Problem details ▸ Can you give the thread excerpt again from "Not a lot more" up to and including "included in bcbio.", switching "development version" to "dev build"?

Excerpted text ▸
The weight column might be getting dropped when CNVkit segments the allele frequencies -- is there a way to disable that step in bcbio, i.e. not pass the VCF to the segment command?

etal commented 8 years ago

I added a unit test for segmentation with a VCF, and it passes on my machine under the current CNVkit and pandas versions 0.18.1 and 0.19 on Python 3. That suggests the error may depend on the environment, system configuration, or versions of installed dependencies. In particular, pandas v0.19 was released earlier this week and may have changed how DataFrame columns are added or filled during some operations. Does any of this sound plausible?

tkoomar commented 8 years ago

Yes, it seems more and more likely that the error is not in the cnvkit.py segment command itself:

etal commented 8 years ago

Could you try running the original CNVkit command by itself, outside of bcbio but using the same cnvkit.py? It was:

set -o pipefail
unset R_HOME && \
  export PATH=/Dedicated/jmichaelson-wdata/bcbio/anaconda/bin:$PATH && \
  /Dedicated/jmichaelson-wdata/bcbio/anaconda/bin/cnvkit.py segment \
    /Dedicated/jmichaelson-sdata/SLI_WGS/batch10/fq/sample_51/structural/sample51/cnvkit/raw/sample51-sort.cnr \
    -v /Dedicated/jmichaelson-sdata/SLI_WGS/batch10/fq/sample_51/freebayes/sample51-effects-filter-sample51.vcf.gz \
    -o /Dedicated/jmichaelson-sdata/SLI_WGS/batch10/fq/sample_51/structural/sample51/cnvkit/raw/tx/tmpLVW5Ul/sample51-sort.cns \
    --threshold 0.00001

This might emit some more warning messages to indicate what happened.

tkoomar commented 8 years ago

Here is a gist of output

Not a lot more detail than the bcbio debug log provides by itself, but hopefully there's something I'm just not picking up.

etal commented 8 years ago

I think I've identified the problem and fixed it in the development version of CNVkit. Are you able to test that directly? If not, I'll roll another release soon so it can be included in bcbio.

tkoomar commented 8 years ago

For the time being, I have removed CNVkit from my bcbio pipeline, but I will try to get a standalone development version of CNVkit running to do a bit more testing.

etal commented 8 years ago

I've released a new version of CNVkit with this putative fix. The conda build should be available in a few minutes or hours; care to update and try it out once it lands?

etal commented 7 years ago

The conda build for CNVkit 0.8.1 on Linux should be available now.

chapmanb commented 7 years ago

Thanks Eric for the fix. It looks like 0.8.1 resolves the issues based on feedback in #1647 so I'll close and we can re-open if anyone runs into additional issues.

Collected data ▸
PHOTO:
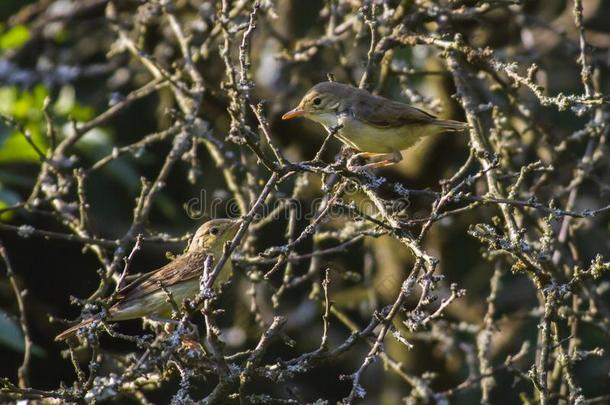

Answer for the task ▸
Not a lot more detail than the bcbio debug log provides by itself, but hopefully there's something I'm just not picking up.

etal commented 8 years ago

I think I've identified the problem and fixed it in the dev build of CNVkit. Are you able to test that directly? If not, I'll roll another release soon so it can be included in bcbio.